### REQUIRED ACTION
Would you return each record that follows word for word, without its pictures?

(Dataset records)
"""

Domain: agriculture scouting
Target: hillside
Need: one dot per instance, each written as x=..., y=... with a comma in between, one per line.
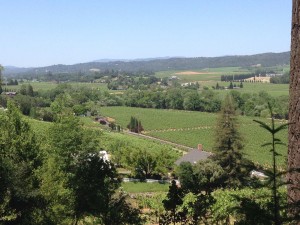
x=163, y=64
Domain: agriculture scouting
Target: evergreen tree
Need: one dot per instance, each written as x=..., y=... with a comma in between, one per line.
x=241, y=85
x=294, y=111
x=20, y=199
x=172, y=202
x=229, y=144
x=1, y=69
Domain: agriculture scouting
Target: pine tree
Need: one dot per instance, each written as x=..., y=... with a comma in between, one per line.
x=1, y=69
x=229, y=144
x=294, y=111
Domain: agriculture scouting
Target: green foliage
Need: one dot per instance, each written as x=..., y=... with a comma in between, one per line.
x=246, y=206
x=274, y=174
x=20, y=200
x=135, y=125
x=203, y=177
x=180, y=127
x=141, y=187
x=229, y=145
x=172, y=203
x=143, y=157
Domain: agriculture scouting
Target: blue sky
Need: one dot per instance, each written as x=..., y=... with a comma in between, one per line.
x=47, y=32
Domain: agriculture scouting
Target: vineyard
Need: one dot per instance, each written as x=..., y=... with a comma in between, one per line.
x=192, y=128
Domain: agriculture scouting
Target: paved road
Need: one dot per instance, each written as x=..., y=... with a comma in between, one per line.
x=183, y=147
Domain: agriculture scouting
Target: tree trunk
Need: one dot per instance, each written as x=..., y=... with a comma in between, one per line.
x=294, y=112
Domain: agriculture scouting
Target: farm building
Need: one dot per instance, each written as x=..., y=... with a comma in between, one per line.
x=193, y=156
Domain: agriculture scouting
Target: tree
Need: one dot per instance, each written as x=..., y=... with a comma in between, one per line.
x=229, y=144
x=173, y=201
x=294, y=114
x=20, y=199
x=96, y=183
x=274, y=174
x=1, y=69
x=199, y=181
x=135, y=125
x=203, y=177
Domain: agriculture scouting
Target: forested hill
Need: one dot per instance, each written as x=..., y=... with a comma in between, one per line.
x=265, y=59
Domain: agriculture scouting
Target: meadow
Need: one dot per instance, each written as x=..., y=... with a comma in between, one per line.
x=141, y=187
x=192, y=128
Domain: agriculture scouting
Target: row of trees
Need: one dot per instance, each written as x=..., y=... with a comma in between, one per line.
x=218, y=189
x=62, y=180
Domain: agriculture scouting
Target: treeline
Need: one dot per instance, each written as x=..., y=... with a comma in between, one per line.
x=82, y=100
x=58, y=176
x=284, y=79
x=236, y=77
x=82, y=76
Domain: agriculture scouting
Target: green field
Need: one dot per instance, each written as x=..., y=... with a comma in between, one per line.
x=192, y=128
x=140, y=187
x=208, y=74
x=274, y=90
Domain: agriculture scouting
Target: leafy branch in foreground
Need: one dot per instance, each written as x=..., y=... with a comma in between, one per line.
x=275, y=141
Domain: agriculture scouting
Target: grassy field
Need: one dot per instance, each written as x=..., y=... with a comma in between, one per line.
x=274, y=90
x=192, y=128
x=208, y=74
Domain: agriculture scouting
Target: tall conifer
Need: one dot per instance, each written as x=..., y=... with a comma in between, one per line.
x=229, y=144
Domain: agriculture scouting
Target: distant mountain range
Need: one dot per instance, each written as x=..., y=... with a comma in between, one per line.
x=160, y=64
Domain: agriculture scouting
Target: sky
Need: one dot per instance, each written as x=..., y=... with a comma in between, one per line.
x=45, y=32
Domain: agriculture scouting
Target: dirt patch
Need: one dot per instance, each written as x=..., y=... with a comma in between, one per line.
x=194, y=73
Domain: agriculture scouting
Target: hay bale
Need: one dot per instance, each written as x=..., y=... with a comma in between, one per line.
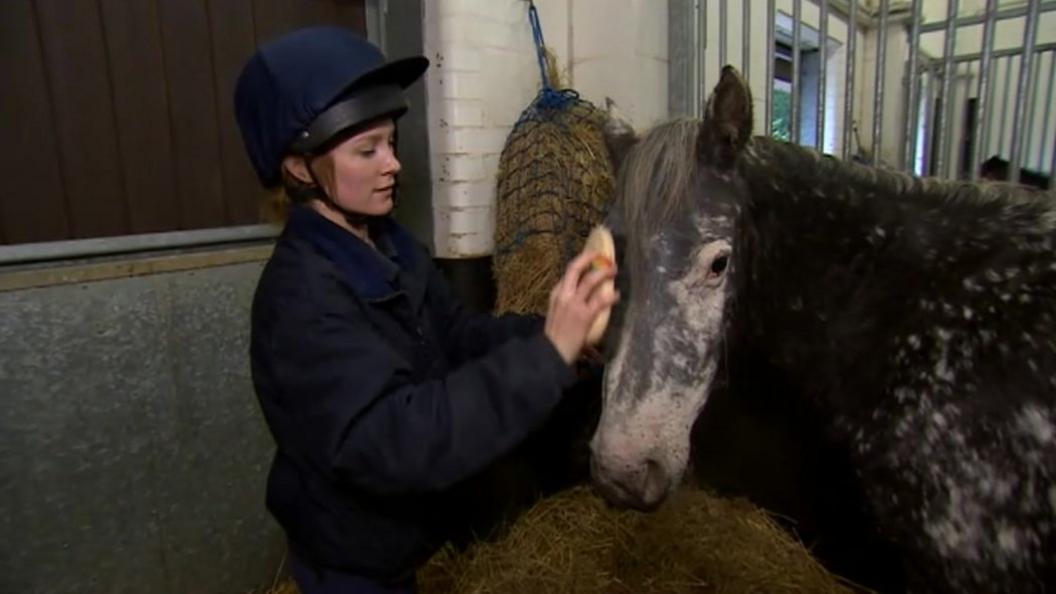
x=574, y=543
x=555, y=183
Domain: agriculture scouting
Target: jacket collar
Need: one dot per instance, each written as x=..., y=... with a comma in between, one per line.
x=373, y=274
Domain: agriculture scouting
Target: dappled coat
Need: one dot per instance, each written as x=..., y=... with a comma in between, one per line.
x=382, y=392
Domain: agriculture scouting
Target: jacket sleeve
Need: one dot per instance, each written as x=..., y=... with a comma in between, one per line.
x=471, y=334
x=356, y=413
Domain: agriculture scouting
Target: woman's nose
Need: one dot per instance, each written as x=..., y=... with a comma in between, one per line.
x=392, y=164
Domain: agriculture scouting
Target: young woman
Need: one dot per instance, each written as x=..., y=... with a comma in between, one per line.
x=380, y=389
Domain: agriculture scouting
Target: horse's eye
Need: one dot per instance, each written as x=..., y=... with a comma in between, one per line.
x=719, y=264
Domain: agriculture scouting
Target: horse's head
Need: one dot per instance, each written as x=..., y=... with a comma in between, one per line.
x=674, y=217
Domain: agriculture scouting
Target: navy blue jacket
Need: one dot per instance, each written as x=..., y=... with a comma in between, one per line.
x=382, y=393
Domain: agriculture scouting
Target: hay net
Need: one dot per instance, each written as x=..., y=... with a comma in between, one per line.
x=554, y=183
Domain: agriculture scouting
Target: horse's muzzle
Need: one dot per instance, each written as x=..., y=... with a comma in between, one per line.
x=643, y=486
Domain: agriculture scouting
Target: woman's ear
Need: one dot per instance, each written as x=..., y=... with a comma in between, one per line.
x=298, y=167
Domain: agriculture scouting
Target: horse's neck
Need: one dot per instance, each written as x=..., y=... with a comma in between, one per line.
x=834, y=265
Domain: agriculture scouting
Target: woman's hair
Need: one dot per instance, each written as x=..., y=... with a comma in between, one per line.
x=293, y=190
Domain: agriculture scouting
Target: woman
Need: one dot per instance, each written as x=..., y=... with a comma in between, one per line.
x=380, y=390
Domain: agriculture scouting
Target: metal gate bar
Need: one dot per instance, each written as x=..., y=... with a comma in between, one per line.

"""

### EXERCISE RESULT
Domain: agriculture scouting
Target: hillside
Need: one dot per instance, each written as x=..., y=... with a comma in between, one per line.
x=163, y=64
Domain: agriculture scouting
Target: evergreen tree
Need: one dot per instance, each written as x=..., y=... with a comma in between, one per line.
x=241, y=85
x=294, y=111
x=20, y=199
x=172, y=202
x=229, y=144
x=1, y=69
Domain: agriculture scouting
Target: pine tree
Need: one dot per instance, each written as x=..., y=... with a comma in between, one per line.
x=1, y=69
x=229, y=144
x=294, y=111
Domain: agriculture scouting
Target: green foliage
Need: one dot per instance, each written as x=..., y=... with a comma in between, one per line.
x=246, y=206
x=274, y=174
x=20, y=200
x=135, y=125
x=203, y=177
x=180, y=127
x=141, y=187
x=229, y=145
x=172, y=203
x=143, y=157
Domain: agriculture scouting
Target: blue sky
Need: one dot per instance, each written as x=..., y=... with a comma in between, one per line.
x=47, y=32
Domain: agriculture scouting
Target: vineyard
Need: one dot per instance, each written as x=..., y=... with a comma in between, one per line.
x=192, y=128
Domain: agriculture scouting
Target: paved road
Need: one dot per instance, each written as x=..., y=... with a comma in between, one per line.
x=183, y=147
Domain: agriculture scouting
Target: tree trunk
Need: one dot per instance, each written as x=..., y=... with a comma in between, one per line.
x=294, y=112
Domain: agriculture scouting
Target: farm building
Need: one dot per instance, each written as x=..., y=... with a comma in between, one per line.
x=193, y=156
Domain: agriculture scouting
Target: tree
Need: one dot per instance, each written as x=..., y=... with a comma in between, one per line.
x=229, y=144
x=173, y=201
x=294, y=114
x=20, y=199
x=96, y=183
x=274, y=174
x=1, y=69
x=199, y=181
x=135, y=125
x=203, y=177
Domain: agriculture scouting
Target: forested hill
Need: one dot per instance, each written as x=..., y=... with a comma in between, one per line.
x=265, y=59
Domain: agriculture scouting
Target: meadow
Need: one dot per instance, each written as x=..., y=... with a comma in between, one per line.
x=141, y=187
x=192, y=128
Domain: agriculture scouting
Target: row of trees
Need: one dot per instance, each written as x=..., y=... with a comma in between, one per line.
x=218, y=189
x=62, y=180
Domain: agriculture scouting
Target: treeline
Need: one dot per instance, each written as x=..., y=... with a comma in between, one per line.
x=82, y=100
x=58, y=176
x=284, y=79
x=236, y=77
x=82, y=76
Domain: agriculture scouting
Target: green field
Need: one dot per instance, each written as x=..., y=... with a comma in between, one per line.
x=192, y=128
x=140, y=187
x=208, y=74
x=274, y=90
Domain: agriculture scouting
Target: leafy branch in foreground
Need: one dot per instance, each written as x=..., y=... with a comma in between, one per line.
x=275, y=141
Domain: agriculture scouting
Target: grassy field
Need: one dot per instance, each written as x=..., y=... with a comma in between, one per line.
x=274, y=90
x=192, y=128
x=208, y=74
Domain: agriculture scouting
Target: tall conifer
Need: one dot per instance, each written as x=..., y=... with a comma in between, one per line.
x=229, y=144
Domain: agriculture scouting
Target: distant mountain range
Need: one dot per instance, each written as x=..., y=... with a comma in between, one per line.
x=160, y=64
Domain: agriculture scouting
Target: sky
Need: one dot per instance, each written as x=..., y=... with a comma in between, one per line.
x=45, y=32
Domain: agriculture scouting
Target: dirt patch
Need: one dot per instance, each written as x=..., y=... with a comma in between, one per line.
x=194, y=73
Domain: agriculture scouting
Target: hay bale
Need: one dot per instance, each written as x=..., y=... with a comma in between, one per line.
x=574, y=543
x=555, y=183
Domain: agriculture scouting
Target: jacket collar
Need: one dot per instance, each written as x=..., y=... with a comma in between, one per line.
x=373, y=274
Domain: agriculture scouting
Target: dappled coat
Need: one dot per instance, each written as x=..., y=... with a comma in between, one per line.
x=382, y=392
Domain: agriculture scouting
Target: jacket sleeve
Need: one dot per instance, each written as x=..., y=... with a comma in between, one per line.
x=471, y=334
x=356, y=413
Domain: agriculture scouting
Target: woman's nose
Need: one dot per instance, each written as x=..., y=... with a comma in between, one per line.
x=392, y=164
Domain: agriculture scouting
Target: young woman
Need: one dot per instance, each written as x=..., y=... with a comma in between, one per line.
x=380, y=389
Domain: agriculture scouting
Target: horse's eye
Need: one dot per instance, each written as x=..., y=... with a comma in between, one per line.
x=719, y=264
Domain: agriculture scouting
Target: horse's head
Need: one dot per instance, each written as x=..., y=... with a comma in between, one per line.
x=674, y=217
Domain: agriculture scouting
Target: navy blue jacket
Need: one dot per instance, each written as x=..., y=... with a comma in between, one per line.
x=382, y=393
Domain: agriculture scouting
Target: hay net
Need: one dot per instance, each written as x=..., y=... with a comma in between, one per line.
x=554, y=183
Domain: agriculture scouting
Target: horse's muzzle
Need: one dot per instance, each written as x=..., y=... with a comma in between, one per line.
x=643, y=486
Domain: agriculture scouting
Target: woman's ear
Need: one dot per instance, each written as x=..., y=... with a comma in between, one per line.
x=298, y=167
Domain: agriculture scouting
Target: horse's neck
Need: one dot per instance, each written as x=..., y=... with a comma in between, one per line.
x=834, y=265
Domain: agriculture scouting
Target: woman's hair
Need: one dot per instance, each written as x=..., y=... with a comma in between, one per line.
x=293, y=190
Domain: agriculture scouting
Target: woman
Need: one dot per instance, each written as x=..., y=... with a comma in between, one per line.
x=380, y=390
Domain: agriculture scouting
Target: metal gate bar
Need: one dot per instance, each written as x=..., y=... with a comma in between, one per line.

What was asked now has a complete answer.